WORK ITEM:
Express as a JSON list of strings, one string per line with blank lines omitted, the rows starting with the line containing "297L127 322L131 378L141" and going on through the line containing "positive clicks: (144, 382)".

EXTRACTED RECORDS:
<<<<

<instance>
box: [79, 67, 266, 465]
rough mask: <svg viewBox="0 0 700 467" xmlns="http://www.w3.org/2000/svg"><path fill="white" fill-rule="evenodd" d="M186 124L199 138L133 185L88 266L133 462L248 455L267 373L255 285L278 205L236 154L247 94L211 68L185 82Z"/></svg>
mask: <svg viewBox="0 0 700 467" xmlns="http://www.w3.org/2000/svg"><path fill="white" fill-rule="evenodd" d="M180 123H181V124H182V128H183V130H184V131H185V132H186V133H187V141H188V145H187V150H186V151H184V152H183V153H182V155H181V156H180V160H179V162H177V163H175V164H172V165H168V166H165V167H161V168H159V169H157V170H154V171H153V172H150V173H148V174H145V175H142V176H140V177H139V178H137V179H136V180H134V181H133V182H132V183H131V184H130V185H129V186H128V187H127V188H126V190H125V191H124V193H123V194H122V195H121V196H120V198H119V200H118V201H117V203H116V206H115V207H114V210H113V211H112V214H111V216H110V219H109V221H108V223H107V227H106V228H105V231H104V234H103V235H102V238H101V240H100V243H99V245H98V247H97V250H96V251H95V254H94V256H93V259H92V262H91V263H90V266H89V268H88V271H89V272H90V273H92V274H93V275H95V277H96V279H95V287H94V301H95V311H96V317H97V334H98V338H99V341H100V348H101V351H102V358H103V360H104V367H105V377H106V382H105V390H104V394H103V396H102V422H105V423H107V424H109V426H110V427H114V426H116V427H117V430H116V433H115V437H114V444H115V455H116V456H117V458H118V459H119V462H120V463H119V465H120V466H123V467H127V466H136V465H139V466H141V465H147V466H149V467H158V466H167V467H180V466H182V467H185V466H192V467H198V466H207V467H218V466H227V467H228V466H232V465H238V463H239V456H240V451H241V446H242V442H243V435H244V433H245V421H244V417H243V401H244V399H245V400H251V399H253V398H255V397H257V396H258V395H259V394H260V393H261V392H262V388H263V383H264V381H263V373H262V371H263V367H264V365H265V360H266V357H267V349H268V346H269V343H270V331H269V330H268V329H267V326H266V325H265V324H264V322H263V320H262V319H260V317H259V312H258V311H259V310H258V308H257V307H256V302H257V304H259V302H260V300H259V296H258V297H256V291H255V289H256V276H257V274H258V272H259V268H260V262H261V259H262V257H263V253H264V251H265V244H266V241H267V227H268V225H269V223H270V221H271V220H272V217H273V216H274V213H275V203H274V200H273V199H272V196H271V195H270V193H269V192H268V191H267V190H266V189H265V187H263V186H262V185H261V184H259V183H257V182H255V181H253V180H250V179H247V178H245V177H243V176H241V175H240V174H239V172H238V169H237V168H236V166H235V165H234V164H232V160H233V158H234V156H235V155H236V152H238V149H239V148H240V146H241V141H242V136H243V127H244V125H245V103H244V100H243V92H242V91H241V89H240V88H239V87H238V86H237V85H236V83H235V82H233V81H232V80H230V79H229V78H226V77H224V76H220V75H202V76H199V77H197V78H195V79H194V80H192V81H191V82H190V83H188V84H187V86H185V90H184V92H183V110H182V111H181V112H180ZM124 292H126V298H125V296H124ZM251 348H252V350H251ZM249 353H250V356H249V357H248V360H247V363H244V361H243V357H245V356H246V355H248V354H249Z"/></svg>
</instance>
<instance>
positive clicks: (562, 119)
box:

>>>>
<<<<

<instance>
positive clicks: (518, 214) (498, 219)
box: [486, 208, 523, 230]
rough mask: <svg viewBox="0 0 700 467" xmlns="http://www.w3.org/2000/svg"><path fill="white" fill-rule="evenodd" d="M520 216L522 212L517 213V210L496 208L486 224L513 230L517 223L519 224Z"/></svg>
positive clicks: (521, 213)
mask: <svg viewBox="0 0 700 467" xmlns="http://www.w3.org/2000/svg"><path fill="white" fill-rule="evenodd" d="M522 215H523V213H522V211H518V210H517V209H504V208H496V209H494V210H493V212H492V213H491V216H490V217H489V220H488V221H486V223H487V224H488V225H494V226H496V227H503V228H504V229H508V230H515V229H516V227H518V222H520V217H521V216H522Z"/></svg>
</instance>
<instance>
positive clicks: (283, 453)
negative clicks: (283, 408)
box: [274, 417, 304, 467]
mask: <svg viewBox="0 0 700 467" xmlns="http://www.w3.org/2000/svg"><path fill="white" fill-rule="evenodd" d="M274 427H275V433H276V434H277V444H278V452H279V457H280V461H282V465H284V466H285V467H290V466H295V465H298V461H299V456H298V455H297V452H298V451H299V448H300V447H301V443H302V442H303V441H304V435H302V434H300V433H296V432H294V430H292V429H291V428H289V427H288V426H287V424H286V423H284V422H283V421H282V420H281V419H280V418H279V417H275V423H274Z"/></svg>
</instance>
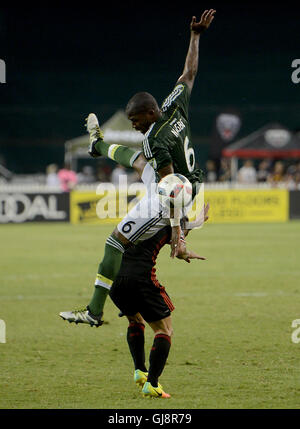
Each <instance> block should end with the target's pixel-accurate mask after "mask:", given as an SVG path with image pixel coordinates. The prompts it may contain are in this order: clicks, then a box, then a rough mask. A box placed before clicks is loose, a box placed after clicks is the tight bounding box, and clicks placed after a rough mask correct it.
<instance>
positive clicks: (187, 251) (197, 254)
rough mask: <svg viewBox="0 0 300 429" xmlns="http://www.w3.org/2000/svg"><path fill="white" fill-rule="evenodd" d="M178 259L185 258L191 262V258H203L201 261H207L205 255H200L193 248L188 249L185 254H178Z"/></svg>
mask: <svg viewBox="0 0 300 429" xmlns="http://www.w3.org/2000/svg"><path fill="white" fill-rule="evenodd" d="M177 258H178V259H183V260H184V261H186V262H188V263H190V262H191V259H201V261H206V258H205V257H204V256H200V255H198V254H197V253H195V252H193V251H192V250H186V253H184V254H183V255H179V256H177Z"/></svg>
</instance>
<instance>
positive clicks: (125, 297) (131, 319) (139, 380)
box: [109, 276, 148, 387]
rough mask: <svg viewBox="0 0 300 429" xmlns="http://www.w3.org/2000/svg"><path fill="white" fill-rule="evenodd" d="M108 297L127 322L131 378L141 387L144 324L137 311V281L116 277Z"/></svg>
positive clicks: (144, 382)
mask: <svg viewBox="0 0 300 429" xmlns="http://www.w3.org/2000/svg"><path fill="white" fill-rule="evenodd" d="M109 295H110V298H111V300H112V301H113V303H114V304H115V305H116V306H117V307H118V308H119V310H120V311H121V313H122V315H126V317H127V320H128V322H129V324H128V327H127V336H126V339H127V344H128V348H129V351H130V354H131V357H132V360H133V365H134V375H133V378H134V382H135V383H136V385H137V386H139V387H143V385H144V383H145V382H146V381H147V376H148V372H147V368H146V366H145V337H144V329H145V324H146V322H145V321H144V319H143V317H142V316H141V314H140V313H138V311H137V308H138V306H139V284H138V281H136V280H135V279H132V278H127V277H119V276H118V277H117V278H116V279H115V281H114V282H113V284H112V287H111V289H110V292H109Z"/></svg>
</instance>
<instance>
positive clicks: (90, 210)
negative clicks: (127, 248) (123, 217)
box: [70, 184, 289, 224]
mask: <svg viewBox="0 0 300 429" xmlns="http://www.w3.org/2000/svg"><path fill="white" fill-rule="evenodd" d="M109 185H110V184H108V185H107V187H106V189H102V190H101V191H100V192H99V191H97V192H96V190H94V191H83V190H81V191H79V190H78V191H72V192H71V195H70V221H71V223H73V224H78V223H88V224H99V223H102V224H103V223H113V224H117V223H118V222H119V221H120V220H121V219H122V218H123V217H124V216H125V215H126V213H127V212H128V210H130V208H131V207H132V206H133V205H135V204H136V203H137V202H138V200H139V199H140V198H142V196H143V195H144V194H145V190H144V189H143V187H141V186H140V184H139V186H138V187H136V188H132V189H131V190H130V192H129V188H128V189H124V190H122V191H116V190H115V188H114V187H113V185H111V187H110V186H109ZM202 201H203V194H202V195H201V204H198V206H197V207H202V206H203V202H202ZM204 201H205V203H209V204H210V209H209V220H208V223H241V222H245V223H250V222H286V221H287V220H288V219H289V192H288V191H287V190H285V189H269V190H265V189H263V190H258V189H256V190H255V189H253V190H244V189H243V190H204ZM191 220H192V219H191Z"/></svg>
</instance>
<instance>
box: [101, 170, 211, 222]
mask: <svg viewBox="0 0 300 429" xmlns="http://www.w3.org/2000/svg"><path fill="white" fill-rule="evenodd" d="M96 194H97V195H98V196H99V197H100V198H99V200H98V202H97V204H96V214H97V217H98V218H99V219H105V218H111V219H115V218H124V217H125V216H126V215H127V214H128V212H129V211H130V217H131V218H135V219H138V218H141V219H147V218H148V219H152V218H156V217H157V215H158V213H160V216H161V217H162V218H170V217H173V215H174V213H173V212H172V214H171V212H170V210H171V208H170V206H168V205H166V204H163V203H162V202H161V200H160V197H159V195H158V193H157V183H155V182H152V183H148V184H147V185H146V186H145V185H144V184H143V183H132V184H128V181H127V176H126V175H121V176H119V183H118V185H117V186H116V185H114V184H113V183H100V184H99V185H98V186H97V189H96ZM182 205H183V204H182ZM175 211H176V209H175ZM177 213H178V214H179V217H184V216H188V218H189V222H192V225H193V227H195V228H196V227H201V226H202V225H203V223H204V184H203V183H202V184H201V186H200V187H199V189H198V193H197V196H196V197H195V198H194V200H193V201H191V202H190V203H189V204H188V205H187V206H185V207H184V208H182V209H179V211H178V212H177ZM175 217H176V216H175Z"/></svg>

>>>>

WRITTEN SOLUTION:
[
  "rough mask: <svg viewBox=\"0 0 300 429\" xmlns=\"http://www.w3.org/2000/svg\"><path fill=\"white\" fill-rule=\"evenodd\" d=\"M108 297L127 322L131 378L141 387L144 324L137 311V281L116 277Z\"/></svg>",
  "positive clicks: (144, 382)"
]